EXERCISE OBJECTIVE: The listing that follows must be retyped exactly, without its pictures.
[INFORMATION SHOWN]
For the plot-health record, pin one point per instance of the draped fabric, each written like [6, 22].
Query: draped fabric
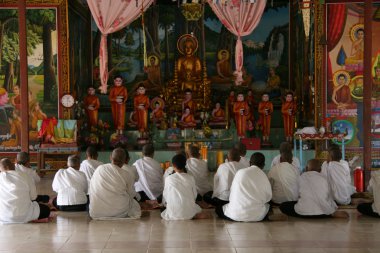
[336, 20]
[110, 18]
[240, 18]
[/INFORMATION SHOWN]
SOLUTION TO THE EXERCISE:
For the plot-health record, pin one point per instance of the draped fabric, each written like [6, 22].
Query: draped fabric
[336, 20]
[110, 18]
[240, 18]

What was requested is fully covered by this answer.